**Okunacak Metin**

--

Niçin Oruç Tutuyoruz?

İnananlar sadece Allah’ın rızası için oruç tutarlar. Oruç tutan insan, bir ay sonunda mutlaka pek çok kazanım elde eder fakat asıl büyük müjdeye bu güzellikleri bütün hayatına yaydığı zaman ulaşır.

Orucun insana pek çok faydası vardır. Şimdiye kadar bilim insanları, bunların bazılarını ortaya çıkarmıştır. Ancak biz oruç tutarken bunları düşünmüyoruz. Çünkü biz, ibadetlerimizi faydalarını düşünerek değil, “Allah emrettiği için”, “O’nun rızasını kazanmak” amacıyla yaparız. ‘Faydalar, oruç tutmak için en fazla teşvikçi olabilir, daha ötesine geçemezler.’ vurgusuyla bu yazıda orucun bazı neticelerine dikkat çekmek istiyorum.

ORUÇ, KENDİNİ KONTROL ALTINA ALMAKTIR
Oruç, Arapçada bir şeyden uzak durmak, kendini tutmak manasına gelen “savm” kelimesiyle ifade edilir. Savm, bir kimsenin, ibadet niyetiyle, imsak vaktinden güneşin batışına kadar yeme-içme gibi beşerî ihtiyaçlarına karşı kendisini tutup kontrol etmesi, bu ihtiyaçlarını bir süre ertelemesi demektir. Oruç ve diğer ibadetler “taabbüdî”dir, yani Allah emrettiği için, O’nun bildirip gösterdiği şekil ve zamanda ve Allah’ın istediği kadar yapılırlar.

--

**Çalışma Yönergesi**
Oruç hakkındaki metinden “Orucun insana pek” sözleriyle başlayıp “dikkat çekmek istiyorum.” sözleriyle biten bölümü hiçbir değişiklik yapmadan yazınız. Aşağıdaki satırlar, metinden bağımsız ayrı bir malzemedir.

**Derlenen Malzeme**
--

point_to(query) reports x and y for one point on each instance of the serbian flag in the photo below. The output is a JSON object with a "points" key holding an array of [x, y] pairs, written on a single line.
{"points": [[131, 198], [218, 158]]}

--

**Alıştırmanın Cevabı**
Orucun insana pek çok faydası vardır. Şimdiye kadar bilim insanları, bunların bazılarını ortaya çıkarmıştır. Ancak biz oruç tutarken bunları düşünmüyoruz. Çünkü biz, ibadetlerimizi faydalarını düşünerek değil, “Allah emrettiği için”, “O’nun rızasını kazanmak” amacıyla yaparız. ‘Faydalar, oruç tutmak için en fazla teşvikçi olabilir, daha ötesine geçemezler.’ vurgusuyla bu yazıda orucun bazı neticelerine dikkat çekmek istiyorum.